Task statement ::
Pick out and copy every line of the material below that contains the string "woman", where uppercase and lowercase letters count as different.

Supplied data ::

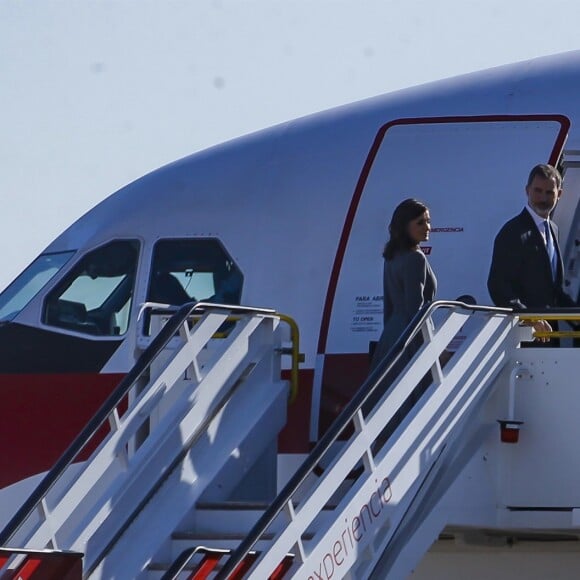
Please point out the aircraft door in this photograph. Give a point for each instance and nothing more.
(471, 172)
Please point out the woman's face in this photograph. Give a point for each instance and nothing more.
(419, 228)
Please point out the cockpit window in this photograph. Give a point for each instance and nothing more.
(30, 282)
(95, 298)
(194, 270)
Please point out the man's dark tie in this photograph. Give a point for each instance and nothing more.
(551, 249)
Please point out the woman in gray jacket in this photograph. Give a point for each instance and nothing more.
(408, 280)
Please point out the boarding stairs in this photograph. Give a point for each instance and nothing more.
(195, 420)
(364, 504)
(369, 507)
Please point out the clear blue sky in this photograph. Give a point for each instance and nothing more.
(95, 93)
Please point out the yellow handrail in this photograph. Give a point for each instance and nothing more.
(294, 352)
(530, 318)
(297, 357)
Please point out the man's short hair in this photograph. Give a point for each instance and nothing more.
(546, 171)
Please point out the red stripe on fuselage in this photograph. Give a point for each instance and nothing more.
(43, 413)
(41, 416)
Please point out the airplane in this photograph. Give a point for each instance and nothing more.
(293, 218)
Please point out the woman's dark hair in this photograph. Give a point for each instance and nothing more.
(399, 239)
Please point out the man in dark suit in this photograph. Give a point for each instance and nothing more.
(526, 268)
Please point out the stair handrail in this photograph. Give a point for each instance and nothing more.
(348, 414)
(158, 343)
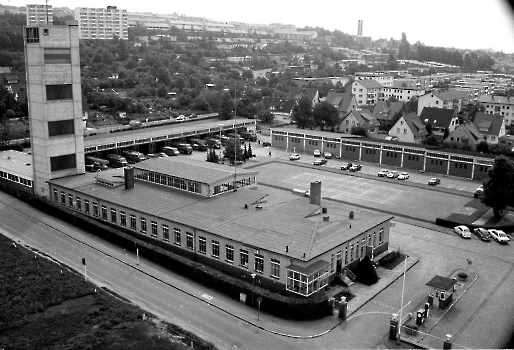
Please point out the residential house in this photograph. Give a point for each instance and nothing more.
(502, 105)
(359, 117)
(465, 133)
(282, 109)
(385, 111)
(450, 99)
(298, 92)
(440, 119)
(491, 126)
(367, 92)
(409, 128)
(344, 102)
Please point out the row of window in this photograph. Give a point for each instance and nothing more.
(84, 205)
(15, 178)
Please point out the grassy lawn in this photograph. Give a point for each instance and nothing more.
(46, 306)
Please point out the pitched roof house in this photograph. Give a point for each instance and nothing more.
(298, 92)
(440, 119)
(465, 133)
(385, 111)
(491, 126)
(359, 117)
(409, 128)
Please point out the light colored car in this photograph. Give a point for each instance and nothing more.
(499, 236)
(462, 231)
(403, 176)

--

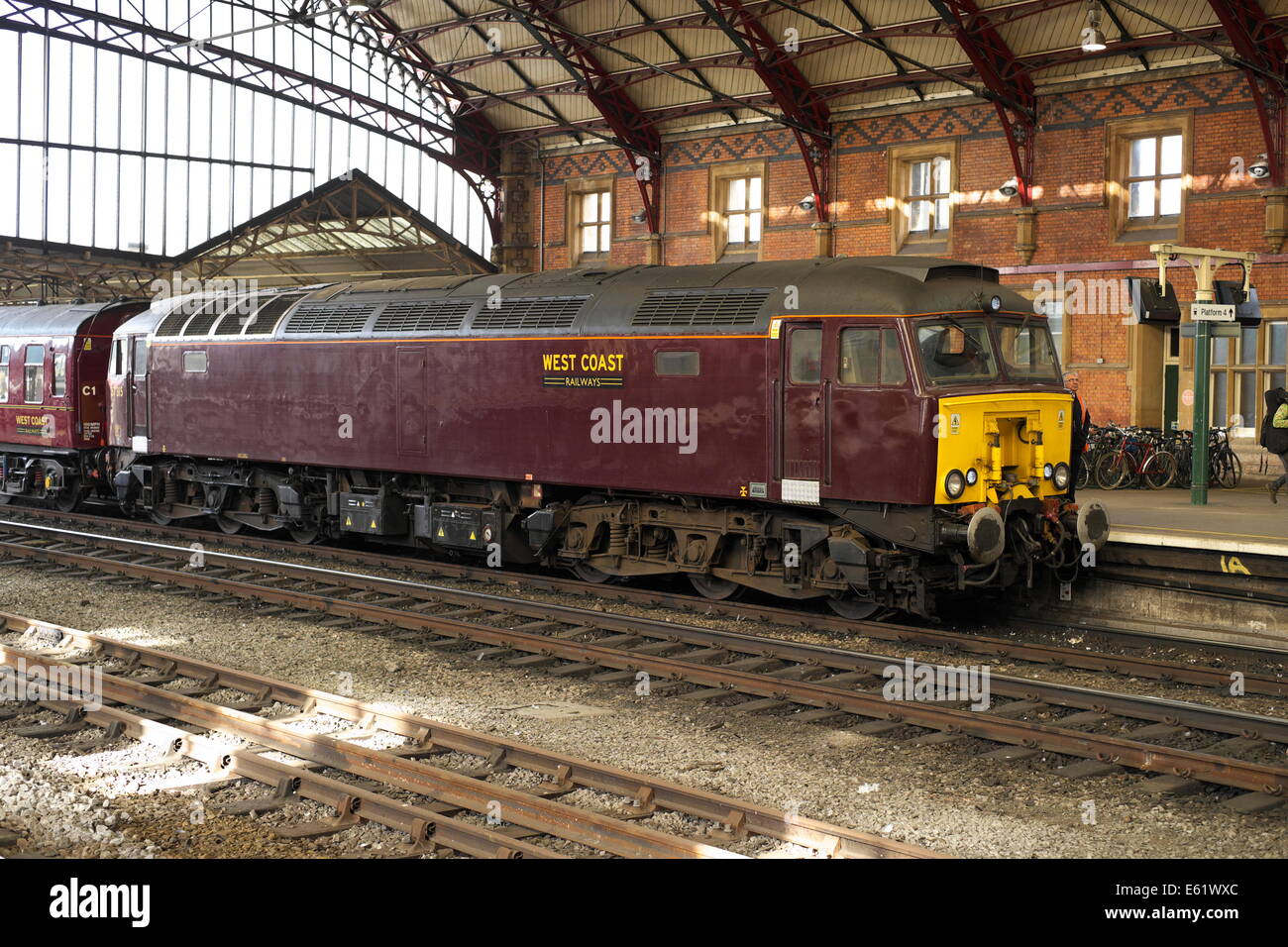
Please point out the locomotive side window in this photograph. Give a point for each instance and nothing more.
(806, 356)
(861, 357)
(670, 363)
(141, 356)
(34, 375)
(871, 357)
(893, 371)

Result of this exercise ::
Please point out the woman's face in this photograph. Give a point for each instance and nothing more.
Please point out the woman in gray jacket in this photograph. Give a point for each instance and nothing more.
Please point out the woman's dark hair in this photograph. Give a point for each instance and nothing more.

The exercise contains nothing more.